### Sayfa alıntısı
Çerkez Ethem'i Çerkez Ethem yapan süreç ağırlıklı olarak Kurtuluş Savaşı'nın 1919-1920 yıllarıdır. Çerkez Ethem esas olarak bu süreçteki tutumları ve mücadelesiyle tarihsel bir kişilik halini almıştır.
Çerkez Ethem Kafkasya'dan Anadolu'ya sürgün edilmiş ve Bandırma'nın Emreköy isimli köyüne yerleşmiş Çerkez (Şapsığ) bir ailenin beşinci erkek çocuğu olarak 1886 yaılında dünyaya gelmiştir. Babası Ali Bey'in ekonomik durumu fena sayılamayacak bir düzeydedir. Çerkez Ethem'in İlyas ve Nuri ismindeki iki ağabeyi Rumlarla girilen çatışmalarla ölmüşlerdir. Diğer iki ağabeyi Reşit ve Tevfik, babaları Ali Bey tarafından Harbiye'ye gönderilmişlerdir. Çerkez Ethem de ağabeyleri gibi Harbiye'ye gitmeyi çok arzular. Ancak babası Ali Bey "Çakır" diye hitap ettiği en küçük oğlu Ethem'in sürekli olarak yanında kalmasını ister. Çerkez Ethem 19 yaşına geldiğinde babası Ali Bey'in düşüncesi bedel-i nakdi vererek onu askere göndermemektir. Bu durumu hisseden Çerkez Ethem Bandırma'dan İstanbul'a kaçar ve askerlik hayatına başlar. Başçavuş olarak terhis olur. Balkan savaşına çürük sulu Mahmut Paşa ismindeki Osmanlı Subsayı'nın yönettiği kolorduda subay vekili olarak görev alır ve Bulgar cephesinde yaralanır.

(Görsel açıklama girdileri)
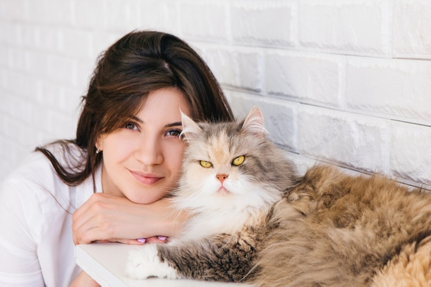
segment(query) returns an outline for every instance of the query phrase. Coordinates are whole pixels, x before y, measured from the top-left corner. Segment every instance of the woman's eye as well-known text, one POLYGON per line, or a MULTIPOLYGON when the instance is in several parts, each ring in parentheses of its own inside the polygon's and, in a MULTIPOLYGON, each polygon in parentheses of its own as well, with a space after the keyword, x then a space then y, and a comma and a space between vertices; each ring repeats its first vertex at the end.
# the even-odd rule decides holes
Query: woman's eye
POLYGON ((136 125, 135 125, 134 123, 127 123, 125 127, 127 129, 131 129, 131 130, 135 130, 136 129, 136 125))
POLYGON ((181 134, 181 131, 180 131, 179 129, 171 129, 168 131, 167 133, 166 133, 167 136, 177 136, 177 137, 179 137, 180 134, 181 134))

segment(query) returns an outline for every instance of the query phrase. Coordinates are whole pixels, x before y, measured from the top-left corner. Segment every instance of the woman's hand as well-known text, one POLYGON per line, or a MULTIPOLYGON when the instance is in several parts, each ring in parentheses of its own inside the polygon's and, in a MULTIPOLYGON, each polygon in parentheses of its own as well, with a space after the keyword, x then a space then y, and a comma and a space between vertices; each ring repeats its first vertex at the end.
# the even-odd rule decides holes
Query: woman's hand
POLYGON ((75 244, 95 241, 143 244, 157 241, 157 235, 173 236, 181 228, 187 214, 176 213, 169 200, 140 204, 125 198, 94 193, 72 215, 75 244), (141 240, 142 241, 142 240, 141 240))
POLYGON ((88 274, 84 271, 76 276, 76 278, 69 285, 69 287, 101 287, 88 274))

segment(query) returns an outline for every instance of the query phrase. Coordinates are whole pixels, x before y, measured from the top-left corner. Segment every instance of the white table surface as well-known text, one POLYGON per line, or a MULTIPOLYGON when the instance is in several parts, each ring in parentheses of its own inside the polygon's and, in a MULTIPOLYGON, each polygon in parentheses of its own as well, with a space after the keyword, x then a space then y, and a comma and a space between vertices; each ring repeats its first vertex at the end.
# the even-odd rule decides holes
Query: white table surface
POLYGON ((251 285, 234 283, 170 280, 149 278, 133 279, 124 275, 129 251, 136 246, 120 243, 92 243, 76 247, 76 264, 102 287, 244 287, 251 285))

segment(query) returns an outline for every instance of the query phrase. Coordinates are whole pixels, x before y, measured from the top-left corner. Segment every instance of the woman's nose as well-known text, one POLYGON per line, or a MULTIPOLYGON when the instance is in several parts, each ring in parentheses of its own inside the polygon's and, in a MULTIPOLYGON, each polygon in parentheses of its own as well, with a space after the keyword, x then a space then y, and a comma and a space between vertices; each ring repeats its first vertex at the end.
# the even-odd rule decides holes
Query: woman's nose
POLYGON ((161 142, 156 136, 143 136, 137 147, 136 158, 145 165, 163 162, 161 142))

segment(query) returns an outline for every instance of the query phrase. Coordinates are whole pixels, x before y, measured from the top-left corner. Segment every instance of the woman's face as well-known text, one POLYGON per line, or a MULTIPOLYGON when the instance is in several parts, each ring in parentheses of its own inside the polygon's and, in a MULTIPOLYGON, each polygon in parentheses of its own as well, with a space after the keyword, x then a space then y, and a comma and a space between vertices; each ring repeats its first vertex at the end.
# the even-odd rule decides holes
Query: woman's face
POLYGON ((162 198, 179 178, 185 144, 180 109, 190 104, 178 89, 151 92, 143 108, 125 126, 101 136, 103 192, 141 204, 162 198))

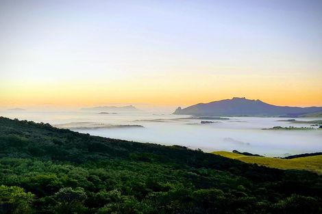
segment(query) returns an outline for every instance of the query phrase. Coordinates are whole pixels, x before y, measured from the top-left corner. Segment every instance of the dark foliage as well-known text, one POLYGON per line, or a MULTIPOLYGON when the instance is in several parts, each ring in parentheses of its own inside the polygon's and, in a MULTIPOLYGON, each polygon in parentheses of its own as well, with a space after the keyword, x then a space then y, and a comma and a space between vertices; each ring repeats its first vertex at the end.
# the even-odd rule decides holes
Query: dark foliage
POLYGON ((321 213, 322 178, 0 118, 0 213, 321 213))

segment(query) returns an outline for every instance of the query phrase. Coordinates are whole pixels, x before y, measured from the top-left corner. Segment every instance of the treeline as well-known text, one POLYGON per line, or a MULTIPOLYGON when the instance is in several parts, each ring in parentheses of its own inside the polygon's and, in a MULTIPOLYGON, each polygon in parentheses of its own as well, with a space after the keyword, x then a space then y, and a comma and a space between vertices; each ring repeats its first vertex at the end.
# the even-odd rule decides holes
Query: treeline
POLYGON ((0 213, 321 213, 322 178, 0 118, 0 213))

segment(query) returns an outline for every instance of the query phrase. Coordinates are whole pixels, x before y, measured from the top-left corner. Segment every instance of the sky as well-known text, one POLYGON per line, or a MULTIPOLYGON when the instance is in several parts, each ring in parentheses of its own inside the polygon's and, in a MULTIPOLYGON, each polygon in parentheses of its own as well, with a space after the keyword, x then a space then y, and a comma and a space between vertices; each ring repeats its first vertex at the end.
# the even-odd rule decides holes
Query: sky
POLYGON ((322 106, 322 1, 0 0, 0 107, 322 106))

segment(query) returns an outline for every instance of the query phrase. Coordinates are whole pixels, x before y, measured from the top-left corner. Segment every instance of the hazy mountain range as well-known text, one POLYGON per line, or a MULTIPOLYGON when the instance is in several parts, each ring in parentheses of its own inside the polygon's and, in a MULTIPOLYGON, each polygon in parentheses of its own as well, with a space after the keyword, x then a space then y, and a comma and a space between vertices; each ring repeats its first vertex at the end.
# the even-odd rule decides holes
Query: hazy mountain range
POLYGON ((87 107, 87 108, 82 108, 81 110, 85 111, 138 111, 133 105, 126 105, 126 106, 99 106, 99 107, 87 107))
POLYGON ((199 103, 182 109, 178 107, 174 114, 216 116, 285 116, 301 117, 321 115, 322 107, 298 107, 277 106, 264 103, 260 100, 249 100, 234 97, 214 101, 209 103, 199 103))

### Yapılacak işler
(a) Çerkez Ethem metninden, "Çerkez Ethem'i Çerkez" sözcüklerini içeren yerle başlayıp "kişilik halini almıştır." ile biten kısmı hiç değiştirmeden yazın.
(b) Çerkez Ethem metnine göre şu soruları yanıtlayın:
(i) Ali Bey en küçük oğlu Ethem'e hangi adla hitap ederdi?
(ii) Reşit ile Tevfik babaları tarafından nereye gönderilmişti?
(iii) Çerkez Ethem Balkan Savaşı'nda hangi cephede yaralandı?
Yalnızca Çerkez Ethem metnine dayanın.

### Beklenen yanıtlar
(a)
Çerkez Ethem'i Çerkez Ethem yapan süreç ağırlıklı olarak Kurtuluş Savaşı'nın 1919-1920 yıllarıdır. Çerkez Ethem esas olarak bu süreçteki tutumları ve mücadelesiyle tarihsel bir kişilik halini almıştır.

(b)
(i) Çakır
(ii) Harbiye'ye
(iii) Bulgar cephesinde